WORK TASK: Once you find the line with "Each instance of the long" in the data that follows, repeat it and every line after it exactly, through the line with "Each instance of the white veil".

Natural language region descriptions
+ + + +

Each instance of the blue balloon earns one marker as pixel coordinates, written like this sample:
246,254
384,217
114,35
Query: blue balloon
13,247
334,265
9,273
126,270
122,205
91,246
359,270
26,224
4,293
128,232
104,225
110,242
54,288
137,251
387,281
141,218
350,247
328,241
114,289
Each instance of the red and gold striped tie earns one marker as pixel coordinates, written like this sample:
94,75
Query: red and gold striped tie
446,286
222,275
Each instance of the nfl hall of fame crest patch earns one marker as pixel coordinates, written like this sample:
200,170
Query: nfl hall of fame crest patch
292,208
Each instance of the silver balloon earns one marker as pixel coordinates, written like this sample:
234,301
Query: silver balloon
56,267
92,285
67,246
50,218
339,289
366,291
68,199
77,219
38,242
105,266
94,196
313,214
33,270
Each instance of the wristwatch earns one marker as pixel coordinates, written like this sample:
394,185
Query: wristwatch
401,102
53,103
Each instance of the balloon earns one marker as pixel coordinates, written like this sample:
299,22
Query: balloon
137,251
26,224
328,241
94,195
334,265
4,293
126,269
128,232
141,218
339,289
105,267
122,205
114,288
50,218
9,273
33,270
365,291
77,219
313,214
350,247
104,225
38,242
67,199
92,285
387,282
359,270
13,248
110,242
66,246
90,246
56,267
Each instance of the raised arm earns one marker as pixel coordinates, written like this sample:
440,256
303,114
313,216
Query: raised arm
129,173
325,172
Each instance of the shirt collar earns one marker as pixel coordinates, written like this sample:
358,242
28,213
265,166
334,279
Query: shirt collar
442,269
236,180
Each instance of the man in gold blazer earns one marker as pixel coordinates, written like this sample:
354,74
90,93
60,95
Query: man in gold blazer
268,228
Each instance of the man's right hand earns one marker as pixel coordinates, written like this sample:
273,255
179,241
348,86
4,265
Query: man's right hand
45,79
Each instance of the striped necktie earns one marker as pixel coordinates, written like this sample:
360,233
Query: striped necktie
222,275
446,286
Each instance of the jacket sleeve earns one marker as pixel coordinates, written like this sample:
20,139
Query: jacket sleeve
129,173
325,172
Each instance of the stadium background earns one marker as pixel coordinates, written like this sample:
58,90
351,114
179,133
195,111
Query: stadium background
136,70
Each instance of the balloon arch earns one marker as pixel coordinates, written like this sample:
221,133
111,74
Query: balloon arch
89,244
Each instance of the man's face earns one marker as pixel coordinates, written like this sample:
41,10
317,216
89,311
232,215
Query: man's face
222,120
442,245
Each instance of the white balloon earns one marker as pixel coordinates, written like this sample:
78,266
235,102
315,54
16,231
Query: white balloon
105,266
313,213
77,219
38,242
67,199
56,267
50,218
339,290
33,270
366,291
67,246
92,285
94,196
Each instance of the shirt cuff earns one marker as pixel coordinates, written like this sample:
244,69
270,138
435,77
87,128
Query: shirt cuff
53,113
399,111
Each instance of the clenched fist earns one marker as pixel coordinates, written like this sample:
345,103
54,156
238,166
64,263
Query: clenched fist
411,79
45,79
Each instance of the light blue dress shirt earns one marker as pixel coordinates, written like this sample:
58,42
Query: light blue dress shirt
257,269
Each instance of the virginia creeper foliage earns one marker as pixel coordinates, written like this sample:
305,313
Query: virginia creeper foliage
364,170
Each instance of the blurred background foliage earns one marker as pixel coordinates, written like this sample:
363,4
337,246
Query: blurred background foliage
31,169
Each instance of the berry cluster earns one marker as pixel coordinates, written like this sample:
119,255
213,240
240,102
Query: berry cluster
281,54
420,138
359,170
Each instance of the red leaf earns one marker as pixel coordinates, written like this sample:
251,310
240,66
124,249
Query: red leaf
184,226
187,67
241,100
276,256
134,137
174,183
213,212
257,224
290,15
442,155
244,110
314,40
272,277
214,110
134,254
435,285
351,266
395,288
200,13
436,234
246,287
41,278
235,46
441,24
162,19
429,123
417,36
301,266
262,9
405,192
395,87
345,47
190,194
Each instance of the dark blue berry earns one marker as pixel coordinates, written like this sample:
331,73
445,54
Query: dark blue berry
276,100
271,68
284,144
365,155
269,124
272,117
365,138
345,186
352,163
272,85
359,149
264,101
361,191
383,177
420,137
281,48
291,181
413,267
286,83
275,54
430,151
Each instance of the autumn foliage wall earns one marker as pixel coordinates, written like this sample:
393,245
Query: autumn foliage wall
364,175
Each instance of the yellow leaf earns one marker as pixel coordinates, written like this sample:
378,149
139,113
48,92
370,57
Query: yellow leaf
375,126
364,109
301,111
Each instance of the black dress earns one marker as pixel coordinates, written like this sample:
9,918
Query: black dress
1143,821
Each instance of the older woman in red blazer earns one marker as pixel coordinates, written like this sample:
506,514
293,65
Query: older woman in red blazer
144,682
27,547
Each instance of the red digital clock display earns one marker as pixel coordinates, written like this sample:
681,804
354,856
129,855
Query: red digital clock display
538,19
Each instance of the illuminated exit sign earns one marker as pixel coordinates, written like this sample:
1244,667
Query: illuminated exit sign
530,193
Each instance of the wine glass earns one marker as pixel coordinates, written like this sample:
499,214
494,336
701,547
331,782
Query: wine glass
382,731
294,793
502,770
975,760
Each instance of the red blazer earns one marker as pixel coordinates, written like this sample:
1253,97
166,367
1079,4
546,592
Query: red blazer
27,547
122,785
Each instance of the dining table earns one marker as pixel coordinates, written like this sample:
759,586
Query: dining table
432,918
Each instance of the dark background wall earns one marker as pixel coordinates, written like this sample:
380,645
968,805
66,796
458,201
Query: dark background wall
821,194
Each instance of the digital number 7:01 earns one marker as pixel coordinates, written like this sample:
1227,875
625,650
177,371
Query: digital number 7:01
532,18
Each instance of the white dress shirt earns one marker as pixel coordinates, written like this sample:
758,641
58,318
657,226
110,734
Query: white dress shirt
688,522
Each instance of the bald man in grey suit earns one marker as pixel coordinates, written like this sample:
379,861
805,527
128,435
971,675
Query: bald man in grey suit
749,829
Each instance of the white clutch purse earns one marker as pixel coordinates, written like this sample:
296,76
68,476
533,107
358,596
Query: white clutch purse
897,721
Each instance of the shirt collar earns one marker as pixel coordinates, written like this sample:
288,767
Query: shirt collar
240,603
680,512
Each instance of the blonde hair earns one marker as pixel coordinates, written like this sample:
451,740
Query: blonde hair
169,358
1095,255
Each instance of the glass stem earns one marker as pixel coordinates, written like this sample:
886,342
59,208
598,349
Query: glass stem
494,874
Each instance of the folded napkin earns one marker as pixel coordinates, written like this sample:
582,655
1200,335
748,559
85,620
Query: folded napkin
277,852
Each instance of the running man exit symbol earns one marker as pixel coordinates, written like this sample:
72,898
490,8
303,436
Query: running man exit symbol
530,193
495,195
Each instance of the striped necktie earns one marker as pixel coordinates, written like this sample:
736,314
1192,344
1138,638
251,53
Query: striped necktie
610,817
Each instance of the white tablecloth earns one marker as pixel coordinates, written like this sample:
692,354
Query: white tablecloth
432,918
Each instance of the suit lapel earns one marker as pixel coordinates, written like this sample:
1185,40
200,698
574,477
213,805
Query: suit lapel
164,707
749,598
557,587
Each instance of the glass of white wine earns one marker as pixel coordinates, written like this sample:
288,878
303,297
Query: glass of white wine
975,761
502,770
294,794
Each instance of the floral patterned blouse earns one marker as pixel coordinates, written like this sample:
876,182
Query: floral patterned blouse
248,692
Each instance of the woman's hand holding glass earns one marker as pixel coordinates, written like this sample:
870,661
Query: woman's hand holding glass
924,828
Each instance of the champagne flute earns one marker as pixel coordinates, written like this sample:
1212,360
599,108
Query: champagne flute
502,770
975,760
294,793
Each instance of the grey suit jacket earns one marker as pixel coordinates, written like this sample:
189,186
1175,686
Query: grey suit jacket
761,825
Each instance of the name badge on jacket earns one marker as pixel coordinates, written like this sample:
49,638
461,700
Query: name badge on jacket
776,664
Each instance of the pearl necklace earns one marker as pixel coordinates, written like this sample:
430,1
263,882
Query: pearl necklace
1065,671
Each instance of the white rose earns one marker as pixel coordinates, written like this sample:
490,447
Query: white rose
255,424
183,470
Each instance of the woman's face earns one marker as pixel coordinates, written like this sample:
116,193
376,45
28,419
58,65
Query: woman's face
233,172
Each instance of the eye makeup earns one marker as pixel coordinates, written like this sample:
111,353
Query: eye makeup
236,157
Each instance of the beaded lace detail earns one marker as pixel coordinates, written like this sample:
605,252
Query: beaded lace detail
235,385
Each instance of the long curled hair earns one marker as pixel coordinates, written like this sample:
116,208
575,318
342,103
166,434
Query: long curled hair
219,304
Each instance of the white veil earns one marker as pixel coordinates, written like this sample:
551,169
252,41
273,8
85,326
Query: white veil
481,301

+ + + +

SOLUTION TO THIS TASK:
Each instance of the long curled hair earns one marker as pixel coordinates, written like this sample:
116,208
575,318
342,103
166,434
Query: long curled hair
219,304
Each instance of the white veil earns one marker as pixel coordinates, written like this sample:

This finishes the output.